- _Work to do_:
Render every line of the saved entries below as a numbered list, skipping blank lines and omitting the pictures.

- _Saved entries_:
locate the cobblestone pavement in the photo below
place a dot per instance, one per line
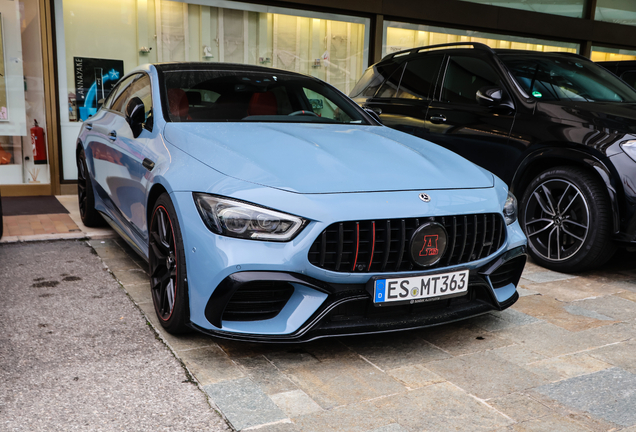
(561, 359)
(76, 354)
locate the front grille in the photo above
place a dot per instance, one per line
(258, 301)
(508, 272)
(383, 245)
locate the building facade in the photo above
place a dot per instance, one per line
(59, 58)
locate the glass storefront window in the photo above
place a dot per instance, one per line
(618, 12)
(100, 41)
(23, 135)
(570, 8)
(400, 36)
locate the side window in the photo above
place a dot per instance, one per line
(418, 80)
(390, 87)
(121, 94)
(368, 84)
(629, 77)
(464, 76)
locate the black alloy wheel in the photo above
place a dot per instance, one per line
(85, 194)
(566, 216)
(167, 268)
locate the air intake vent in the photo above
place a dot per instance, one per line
(258, 301)
(383, 245)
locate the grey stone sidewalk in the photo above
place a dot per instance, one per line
(562, 359)
(77, 354)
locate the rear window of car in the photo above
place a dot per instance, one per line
(221, 96)
(552, 78)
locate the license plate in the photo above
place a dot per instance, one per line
(417, 289)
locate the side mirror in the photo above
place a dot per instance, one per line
(489, 96)
(136, 115)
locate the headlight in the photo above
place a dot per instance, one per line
(238, 219)
(510, 209)
(629, 147)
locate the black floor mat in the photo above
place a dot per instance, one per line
(22, 206)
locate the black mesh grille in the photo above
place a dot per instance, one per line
(258, 301)
(383, 245)
(508, 272)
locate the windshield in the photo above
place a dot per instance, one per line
(552, 78)
(222, 96)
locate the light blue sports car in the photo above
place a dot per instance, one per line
(270, 207)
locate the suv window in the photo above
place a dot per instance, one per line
(561, 78)
(390, 87)
(418, 80)
(464, 76)
(368, 84)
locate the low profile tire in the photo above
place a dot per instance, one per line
(168, 281)
(567, 217)
(90, 216)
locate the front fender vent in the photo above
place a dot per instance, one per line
(383, 245)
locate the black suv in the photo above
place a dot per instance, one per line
(560, 130)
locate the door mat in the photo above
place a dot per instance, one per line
(22, 206)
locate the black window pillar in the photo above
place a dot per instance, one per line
(589, 12)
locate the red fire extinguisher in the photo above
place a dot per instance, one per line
(38, 143)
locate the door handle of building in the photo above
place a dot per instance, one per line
(437, 119)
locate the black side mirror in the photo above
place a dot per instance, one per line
(136, 115)
(374, 114)
(489, 96)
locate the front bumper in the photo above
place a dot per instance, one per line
(224, 272)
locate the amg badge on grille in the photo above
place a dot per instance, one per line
(428, 244)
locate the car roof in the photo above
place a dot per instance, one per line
(473, 46)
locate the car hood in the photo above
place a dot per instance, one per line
(314, 158)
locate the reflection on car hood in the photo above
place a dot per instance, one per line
(318, 158)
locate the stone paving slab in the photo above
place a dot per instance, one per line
(479, 374)
(613, 397)
(243, 403)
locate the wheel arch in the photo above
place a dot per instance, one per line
(546, 158)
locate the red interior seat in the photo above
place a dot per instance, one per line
(178, 103)
(263, 104)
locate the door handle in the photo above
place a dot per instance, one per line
(437, 119)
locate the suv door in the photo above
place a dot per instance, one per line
(458, 122)
(403, 100)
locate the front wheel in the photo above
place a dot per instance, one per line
(567, 217)
(85, 194)
(168, 268)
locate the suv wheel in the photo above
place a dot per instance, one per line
(567, 217)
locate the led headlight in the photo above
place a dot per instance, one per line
(629, 147)
(238, 219)
(510, 209)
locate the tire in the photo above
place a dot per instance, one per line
(85, 195)
(567, 217)
(168, 281)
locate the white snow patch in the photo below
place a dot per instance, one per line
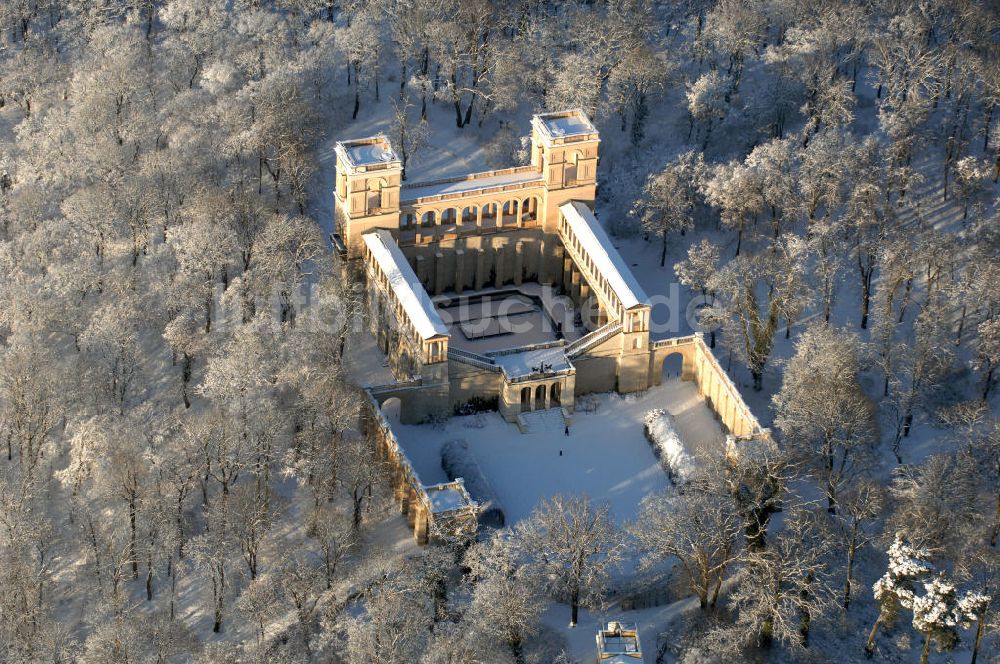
(667, 445)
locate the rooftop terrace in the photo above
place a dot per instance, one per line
(363, 152)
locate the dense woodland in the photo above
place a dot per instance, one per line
(183, 476)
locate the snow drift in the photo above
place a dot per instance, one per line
(457, 461)
(667, 445)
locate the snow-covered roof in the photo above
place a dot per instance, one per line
(606, 258)
(367, 151)
(418, 190)
(565, 123)
(532, 362)
(404, 283)
(445, 499)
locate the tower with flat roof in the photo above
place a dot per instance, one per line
(366, 196)
(564, 148)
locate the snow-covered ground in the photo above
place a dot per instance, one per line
(606, 455)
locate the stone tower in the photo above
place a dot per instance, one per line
(369, 174)
(564, 149)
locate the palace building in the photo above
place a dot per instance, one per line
(501, 290)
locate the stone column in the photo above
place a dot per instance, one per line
(519, 263)
(459, 270)
(498, 261)
(481, 257)
(439, 273)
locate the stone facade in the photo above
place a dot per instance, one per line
(498, 229)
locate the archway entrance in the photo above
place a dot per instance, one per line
(673, 366)
(392, 408)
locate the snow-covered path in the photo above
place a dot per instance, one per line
(606, 454)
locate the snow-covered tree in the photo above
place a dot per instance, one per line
(939, 613)
(897, 588)
(669, 200)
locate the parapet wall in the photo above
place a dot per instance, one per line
(717, 388)
(407, 489)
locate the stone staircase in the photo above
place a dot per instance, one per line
(550, 421)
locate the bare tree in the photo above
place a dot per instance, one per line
(574, 544)
(823, 414)
(699, 526)
(505, 602)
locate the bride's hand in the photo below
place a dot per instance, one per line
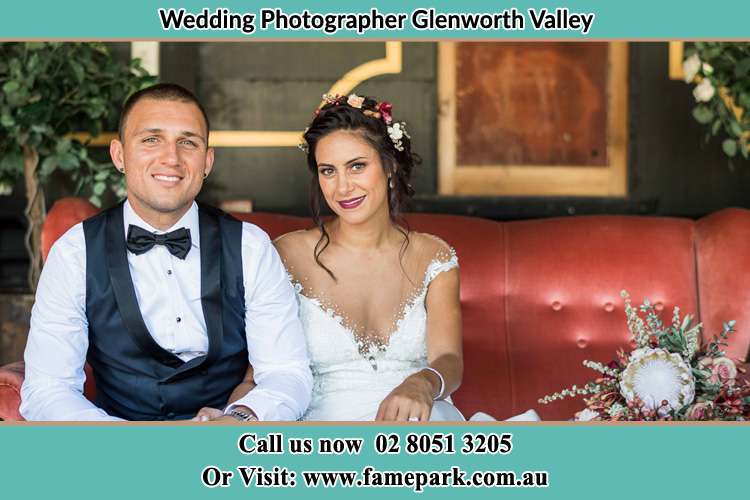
(411, 400)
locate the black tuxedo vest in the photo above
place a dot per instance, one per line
(136, 379)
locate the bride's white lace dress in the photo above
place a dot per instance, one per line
(354, 370)
(352, 376)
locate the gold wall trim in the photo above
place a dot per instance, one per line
(390, 64)
(676, 55)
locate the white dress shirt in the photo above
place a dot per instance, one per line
(169, 297)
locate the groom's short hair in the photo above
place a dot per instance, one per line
(160, 92)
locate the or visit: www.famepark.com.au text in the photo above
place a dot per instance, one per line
(370, 477)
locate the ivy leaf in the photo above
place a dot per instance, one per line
(48, 166)
(730, 147)
(715, 127)
(11, 86)
(735, 128)
(6, 120)
(742, 68)
(703, 114)
(63, 146)
(12, 160)
(68, 161)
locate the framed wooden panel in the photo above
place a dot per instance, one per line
(539, 119)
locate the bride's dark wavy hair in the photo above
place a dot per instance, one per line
(398, 165)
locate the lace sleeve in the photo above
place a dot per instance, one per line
(445, 260)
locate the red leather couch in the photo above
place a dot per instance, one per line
(540, 296)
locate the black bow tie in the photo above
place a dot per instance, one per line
(141, 241)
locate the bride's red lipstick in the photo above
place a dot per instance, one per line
(352, 202)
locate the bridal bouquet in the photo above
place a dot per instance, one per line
(668, 376)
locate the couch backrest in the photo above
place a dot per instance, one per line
(540, 296)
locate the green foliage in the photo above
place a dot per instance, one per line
(50, 90)
(727, 67)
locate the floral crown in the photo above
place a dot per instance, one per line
(369, 107)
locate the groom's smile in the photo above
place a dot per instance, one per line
(165, 156)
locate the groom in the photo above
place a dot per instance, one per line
(166, 299)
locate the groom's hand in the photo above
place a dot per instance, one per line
(411, 400)
(205, 414)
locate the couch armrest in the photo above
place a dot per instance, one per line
(11, 378)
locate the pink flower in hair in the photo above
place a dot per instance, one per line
(385, 109)
(355, 101)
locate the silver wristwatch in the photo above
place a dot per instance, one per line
(242, 416)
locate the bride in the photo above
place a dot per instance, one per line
(379, 303)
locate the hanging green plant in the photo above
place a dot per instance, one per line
(50, 90)
(721, 72)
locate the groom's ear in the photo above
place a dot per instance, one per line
(209, 162)
(116, 152)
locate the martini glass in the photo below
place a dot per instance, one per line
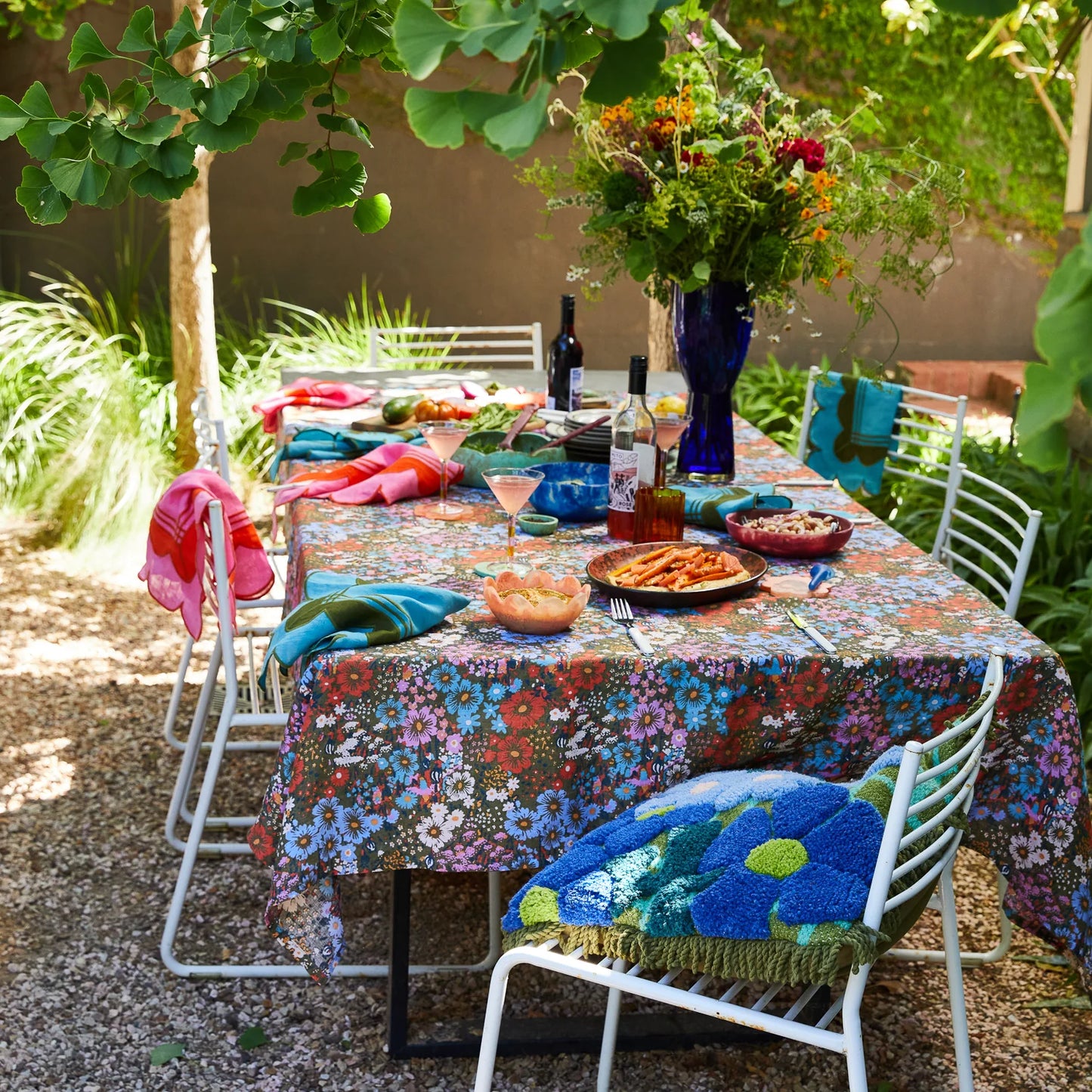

- _Answer to this exercise_:
1. locate the cobblestone pavement in the photo below
2. place a dot per instance, one per line
3. (561, 359)
4. (76, 354)
5. locate the front grille in the photo above
6. place a dot per instance, one per line
7. (258, 301)
8. (508, 272)
9. (383, 245)
10. locate the building facade in the photo above
11. place a dot per instance, one per line
12. (59, 58)
13. locate the glass storefront window in the photo above
14. place a dot per instance, one per line
15. (618, 12)
16. (100, 41)
17. (23, 135)
18. (570, 8)
19. (400, 36)
20. locate the side window in the photo above
21. place a dot per instance, one per line
22. (418, 80)
23. (390, 87)
24. (121, 94)
25. (368, 84)
26. (629, 77)
27. (464, 76)
28. locate the black alloy wheel in the photo above
29. place a dot per instance, one per line
30. (85, 194)
31. (566, 216)
32. (167, 268)
33. locate the air intake vent in the photo above
34. place a dot per instance, one per line
35. (258, 301)
36. (383, 245)
37. locate the grey stone sidewalk in the photo above
38. place a dot per instance, one per line
39. (562, 359)
40. (77, 354)
41. locate the rear window of car in the photo above
42. place a dot per instance, one per line
43. (221, 96)
44. (552, 78)
45. locate the license plate in the photo above
46. place a dot per instance, one per line
47. (417, 289)
48. locate the side mirror in the photo above
49. place a dot per instance, one per line
50. (489, 96)
51. (136, 115)
52. locate the headlight in the photo above
53. place a dot per instance, one per line
54. (238, 219)
55. (510, 209)
56. (629, 147)
57. locate the black floor mat in the photo above
58. place a dot per instance, one per line
59. (22, 206)
60. locate the black mesh grille in the photo above
61. place a dot per instance, one per line
62. (258, 301)
63. (383, 245)
64. (508, 272)
65. locate the windshield in the photo above
66. place a dot per instance, one per line
67. (552, 78)
68. (222, 96)
69. locate the light blue sports car in the photo above
70. place a dot per instance, one per line
71. (270, 207)
72. locate the suv window in the photo above
73. place a dot per instance, one per line
74. (561, 78)
75. (390, 87)
76. (418, 80)
77. (464, 76)
78. (368, 84)
79. locate the low profile tire in the photo above
80. place a dot per instance, one per line
81. (168, 281)
82. (567, 217)
83. (90, 216)
84. locate the front fender vent in the photo above
85. place a dot per instance, one per line
86. (383, 245)
87. locate the black suv in the photo above
88. place a dot per instance, one per line
89. (560, 130)
90. locate the door mat in the photo above
91. place a dot per instance, one per line
92. (22, 206)
93. locate the black window pillar in the photo above
94. place a dot per instance, one per line
95. (589, 12)
96. locate the red fire extinguisher in the photo above
97. place a dot per instance, one per line
98. (38, 143)
99. locate the door handle of building in the photo above
100. place a dot per instance, one per line
101. (437, 119)
102. locate the black side mirror in the photo above
103. place a dot per instance, one per line
104. (136, 115)
105. (374, 114)
106. (489, 96)
107. locate the front bumper in the photo above
108. place a dot per instance, one per line
109. (224, 272)
110. locate the amg badge on grille in the photo above
111. place a dot per instance, one per line
112. (428, 244)
113. locate the car roof in the photo above
114. place a dot per instance, one per line
115. (473, 46)
116. locate the car hood in the photo above
117. place a dot per instance, one per line
118. (314, 158)
119. locate the reflection on car hood in the photo above
120. place a dot per instance, one per line
121. (318, 158)
122. locate the stone paving slab in the photo above
123. place a dot per instance, one per line
124. (479, 374)
125. (613, 397)
126. (243, 403)
127. locate the wheel arch in the photo above
128. place a dot per instance, one per line
129. (546, 158)
130. locate the red interior seat in the photo above
131. place a dot per instance, one per line
132. (178, 103)
133. (263, 104)
134. locate the door handle in the photo above
135. place a dot per instance, one per line
136. (437, 119)
137. locate the suv door in the photo above
138. place a dot per instance, one per line
139. (458, 122)
140. (403, 100)
141. locate the front wheel in the photo above
142. place a dot per instance, one per line
143. (567, 217)
144. (85, 194)
145. (168, 268)
146. locate the suv wheel in the photo above
147. place a dot per instance, one per line
148. (567, 217)
149. locate the led headlight in the photo above
150. place a dot per instance, one per line
151. (629, 147)
152. (238, 219)
153. (510, 209)
154. locate the tire in the photo above
155. place a dot per instance, one per line
156. (85, 195)
157. (567, 217)
158. (168, 281)
159. locate the white snow patch in the photo below
160. place a dot per instance, one per line
161. (667, 445)
162. locate the rooftop terrace in the photo above
163. place a dot per instance, one per line
164. (363, 152)
165. locate the dense woodland in the photo above
166. place a dot per instance, one per line
167. (183, 476)
168. locate the snow drift in the photo above
169. place a dot per instance, one per line
170. (457, 461)
171. (667, 445)
172. locate the snow-covered roof in the photo above
173. place a dot per instance, one per line
174. (606, 258)
175. (367, 151)
176. (418, 190)
177. (565, 123)
178. (532, 362)
179. (404, 283)
180. (445, 499)
181. locate the tower with flat roof in the photo above
182. place a dot per instance, one per line
183. (366, 196)
184. (564, 148)
185. locate the snow-covered ground in the photo above
186. place a dot per instance, one per line
187. (606, 455)
188. locate the stone tower in the photo above
189. place a dot per instance, one per line
190. (369, 174)
191. (564, 149)
192. locate the palace building in the photo above
193. place a dot per instance, one per line
194. (501, 290)
195. locate the stone column in the photo above
196. place a dot per instance, one per line
197. (519, 263)
198. (459, 270)
199. (498, 261)
200. (481, 257)
201. (439, 273)
202. locate the stone facade in the photo above
203. place a dot per instance, one per line
204. (498, 229)
205. locate the archway entrance in the photo above
206. place a dot per instance, one per line
207. (673, 366)
208. (392, 408)
209. locate the snow-covered path in the photo above
210. place a dot per instance, one per line
211. (606, 454)
212. locate the snow-covered tree in the photo above
213. place a dot per instance, one per line
214. (939, 613)
215. (897, 588)
216. (669, 200)
217. locate the parapet wall in the photo above
218. place a dot per instance, one per line
219. (717, 388)
220. (407, 489)
221. locate the stone staircase in the photo above
222. place a dot per instance, one per line
223. (550, 421)
224. locate the bare tree in the photo above
225. place a dot per instance, one per line
226. (574, 544)
227. (823, 414)
228. (699, 526)
229. (505, 602)
230. locate the bride's hand in the photo below
231. place a dot per instance, one per line
232. (411, 400)
233. locate the black tuxedo vest in the photo above
234. place a dot per instance, one per line
235. (136, 379)
236. locate the bride's white lace dress in the photo above
237. place a dot per instance, one per line
238. (354, 370)
239. (352, 376)
240. locate the gold wall trim in the photo above
241. place a dot per instance, one per line
242. (390, 64)
243. (676, 55)
244. locate the white dress shirt in the photo above
245. place a dot per instance, one per line
246. (169, 297)
247. locate the groom's short hair in the photo above
248. place a dot per instance, one per line
249. (160, 92)
250. locate the or visit: www.famepark.com.au text in the photo above
251. place a dot per instance, one per line
252. (370, 477)
253. locate the ivy leaf in the photo above
254. place a dot per instance, one per line
255. (48, 166)
256. (730, 147)
257. (715, 127)
258. (11, 86)
259. (735, 128)
260. (6, 120)
261. (742, 68)
262. (703, 114)
263. (63, 146)
264. (12, 160)
265. (68, 161)
266. locate the framed wooden panel in the photo above
267. place a dot per instance, one per line
268. (539, 119)
269. locate the bride's dark wavy hair in the photo above
270. place a dot per instance, one per line
271. (398, 165)
272. locate the lace sleeve in the photo above
273. place a dot per instance, one per line
274. (445, 260)
275. locate the red leather couch in the photo above
276. place a dot per instance, one per line
277. (540, 296)
278. locate the black bow tie in the photo above
279. place a dot per instance, one per line
280. (141, 241)
281. locate the bride's red lipstick in the photo above
282. place a dot per instance, one per line
283. (352, 202)
284. locate the bridal bouquet in the photo above
285. place a dot per instance, one per line
286. (668, 376)
287. locate the couch backrest in the photo above
288. place a dot per instance, one per line
289. (540, 296)
290. locate the green foliage in the photo above
291. place a dot per instance, one per line
292. (50, 90)
293. (727, 67)
294. locate the floral crown in the photo above
295. place a dot per instance, one per line
296. (369, 107)
297. locate the groom's smile in the photo above
298. place a dot per instance, one per line
299. (165, 156)
300. locate the groom in the photo above
301. place a dot per instance, one per line
302. (166, 299)
303. locate the groom's hand in the photo above
304. place a dot per instance, one per line
305. (411, 400)
306. (205, 414)
307. locate the couch armrest in the photo above
308. place a dot per instance, one per line
309. (11, 378)
310. locate the pink flower in hair in the photo above
311. place a dot per instance, one per line
312. (385, 109)
313. (355, 101)
314. locate the silver wristwatch in the photo above
315. place a dot per instance, one per line
316. (242, 416)
317. locate the bride in the photo above
318. place a dot per instance, one per line
319. (379, 303)
320. locate the hanging green plant in the photo above
321. place a dot per instance, one per line
322. (50, 90)
323. (721, 72)
324. locate the groom's ear in the photo above
325. place a dot per instance, one per line
326. (209, 162)
327. (116, 152)
328. locate the martini glass in the photo below
329. place a dot per instance, one per line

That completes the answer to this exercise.